EXERCISE DESCRIPTION: Using the records below, transcribe word for word the stretch from the line that contains "Target: human ear" through the line that contains "Target: bare branch", both end lines included, and nothing else.

DATASET RECORDS:

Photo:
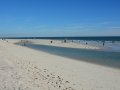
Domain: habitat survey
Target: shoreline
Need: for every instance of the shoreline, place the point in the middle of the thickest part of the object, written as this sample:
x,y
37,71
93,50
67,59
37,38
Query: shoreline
x,y
78,75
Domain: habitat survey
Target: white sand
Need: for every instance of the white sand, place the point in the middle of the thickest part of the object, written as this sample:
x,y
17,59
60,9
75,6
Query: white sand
x,y
22,68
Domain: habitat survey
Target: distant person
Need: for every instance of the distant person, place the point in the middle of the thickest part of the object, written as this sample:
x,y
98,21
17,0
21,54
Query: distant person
x,y
50,41
64,41
103,44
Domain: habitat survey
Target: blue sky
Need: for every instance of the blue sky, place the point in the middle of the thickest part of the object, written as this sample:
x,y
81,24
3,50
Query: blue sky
x,y
59,18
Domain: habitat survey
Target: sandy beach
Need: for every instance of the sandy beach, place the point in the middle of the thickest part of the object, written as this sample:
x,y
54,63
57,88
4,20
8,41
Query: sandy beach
x,y
22,68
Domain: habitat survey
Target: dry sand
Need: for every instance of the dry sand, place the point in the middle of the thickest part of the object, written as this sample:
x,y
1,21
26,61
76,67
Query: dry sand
x,y
22,68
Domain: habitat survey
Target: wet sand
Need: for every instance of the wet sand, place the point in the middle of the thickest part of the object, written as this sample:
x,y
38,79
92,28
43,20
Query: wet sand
x,y
22,68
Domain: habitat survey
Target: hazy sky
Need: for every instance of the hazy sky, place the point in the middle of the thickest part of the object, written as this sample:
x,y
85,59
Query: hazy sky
x,y
59,17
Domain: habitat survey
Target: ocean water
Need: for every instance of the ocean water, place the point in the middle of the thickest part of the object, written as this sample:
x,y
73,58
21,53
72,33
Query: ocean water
x,y
94,38
105,58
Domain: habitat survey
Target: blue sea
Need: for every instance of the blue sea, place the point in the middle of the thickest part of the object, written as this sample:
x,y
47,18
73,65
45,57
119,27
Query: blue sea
x,y
108,56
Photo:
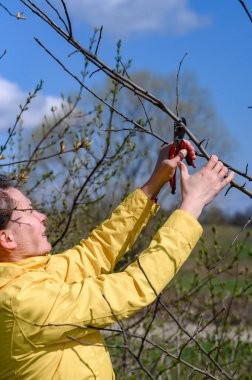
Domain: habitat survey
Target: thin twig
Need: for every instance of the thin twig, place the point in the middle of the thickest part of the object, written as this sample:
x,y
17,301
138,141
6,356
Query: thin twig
x,y
246,9
177,84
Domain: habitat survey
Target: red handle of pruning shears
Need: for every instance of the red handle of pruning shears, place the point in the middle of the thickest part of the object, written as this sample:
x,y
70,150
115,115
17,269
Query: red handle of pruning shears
x,y
177,145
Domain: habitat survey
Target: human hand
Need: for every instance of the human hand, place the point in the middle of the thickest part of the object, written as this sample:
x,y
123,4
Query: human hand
x,y
165,168
202,187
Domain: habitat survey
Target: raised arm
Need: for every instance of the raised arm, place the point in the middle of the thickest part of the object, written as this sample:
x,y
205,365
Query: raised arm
x,y
99,301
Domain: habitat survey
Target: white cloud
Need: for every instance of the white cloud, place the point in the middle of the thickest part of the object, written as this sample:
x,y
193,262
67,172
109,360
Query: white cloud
x,y
124,17
11,95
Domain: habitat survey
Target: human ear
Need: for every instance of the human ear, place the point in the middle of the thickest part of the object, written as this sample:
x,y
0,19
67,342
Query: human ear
x,y
7,240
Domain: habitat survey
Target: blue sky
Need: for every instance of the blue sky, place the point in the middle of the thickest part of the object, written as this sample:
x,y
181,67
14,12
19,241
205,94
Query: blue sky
x,y
216,35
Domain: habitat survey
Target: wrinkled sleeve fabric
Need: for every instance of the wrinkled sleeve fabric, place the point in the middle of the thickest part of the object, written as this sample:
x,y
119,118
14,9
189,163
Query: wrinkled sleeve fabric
x,y
99,301
107,243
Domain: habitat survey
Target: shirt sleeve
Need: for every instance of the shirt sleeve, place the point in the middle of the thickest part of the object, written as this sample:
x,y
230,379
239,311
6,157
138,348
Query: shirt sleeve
x,y
99,301
107,243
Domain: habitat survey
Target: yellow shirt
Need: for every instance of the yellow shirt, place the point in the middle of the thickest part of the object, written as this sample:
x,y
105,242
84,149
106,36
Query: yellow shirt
x,y
77,288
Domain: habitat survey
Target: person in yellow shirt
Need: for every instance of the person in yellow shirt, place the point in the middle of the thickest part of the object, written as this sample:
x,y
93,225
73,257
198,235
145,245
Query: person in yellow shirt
x,y
52,306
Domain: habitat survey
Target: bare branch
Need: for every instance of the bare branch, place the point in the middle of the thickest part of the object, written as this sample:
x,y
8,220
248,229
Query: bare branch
x,y
177,84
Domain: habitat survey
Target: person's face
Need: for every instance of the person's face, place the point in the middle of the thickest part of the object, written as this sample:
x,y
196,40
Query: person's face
x,y
26,228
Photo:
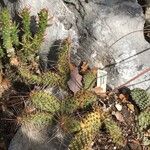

SOLUTION:
Target: human ear
Need: for every instance of the human ear, place the point in the middle of the thickest part of the object, written as this sample:
x,y
0,19
67,342
Query: human ear
x,y
7,240
Domain: habitat survey
Target: blue sky
Need: for every instance of the blue sky, place the point in the middle of the thickest part of the object, written as this sample:
x,y
181,67
14,12
19,241
205,94
Query: blue sky
x,y
216,35
Domain: habitat survey
Target: wrinkled sleeve fabric
Need: for every instance of the wrinkled sleeve fabric, place the point in the middle of the thickest part of the object, written as this sample:
x,y
119,118
14,9
189,163
Query: wrinkled sleeve fabric
x,y
99,301
107,243
Domain: habitat survey
Target: shirt sleeve
Need: for every instance of the shirt sleeve, place the point in the middle of the thickest part of the object, written as this sample:
x,y
230,379
239,311
6,157
138,348
Query: shirt sleeve
x,y
99,301
107,243
Domain: habitat survey
Target: yellow shirt
Need: for every instance of the yellow shirt, place the point in the middle of the thickest part of the object, written as this sample:
x,y
105,242
84,149
106,36
Query: yellow shirt
x,y
77,288
Domain: habitat survey
Target: person in yellow shirt
Need: for every instance of the person in yellow shirt, place the point in the middle of the thickest part of the object, written as this sample:
x,y
93,225
73,257
198,235
145,245
Query: person in yellow shirt
x,y
52,306
Domain: habitat survey
Target: bare branch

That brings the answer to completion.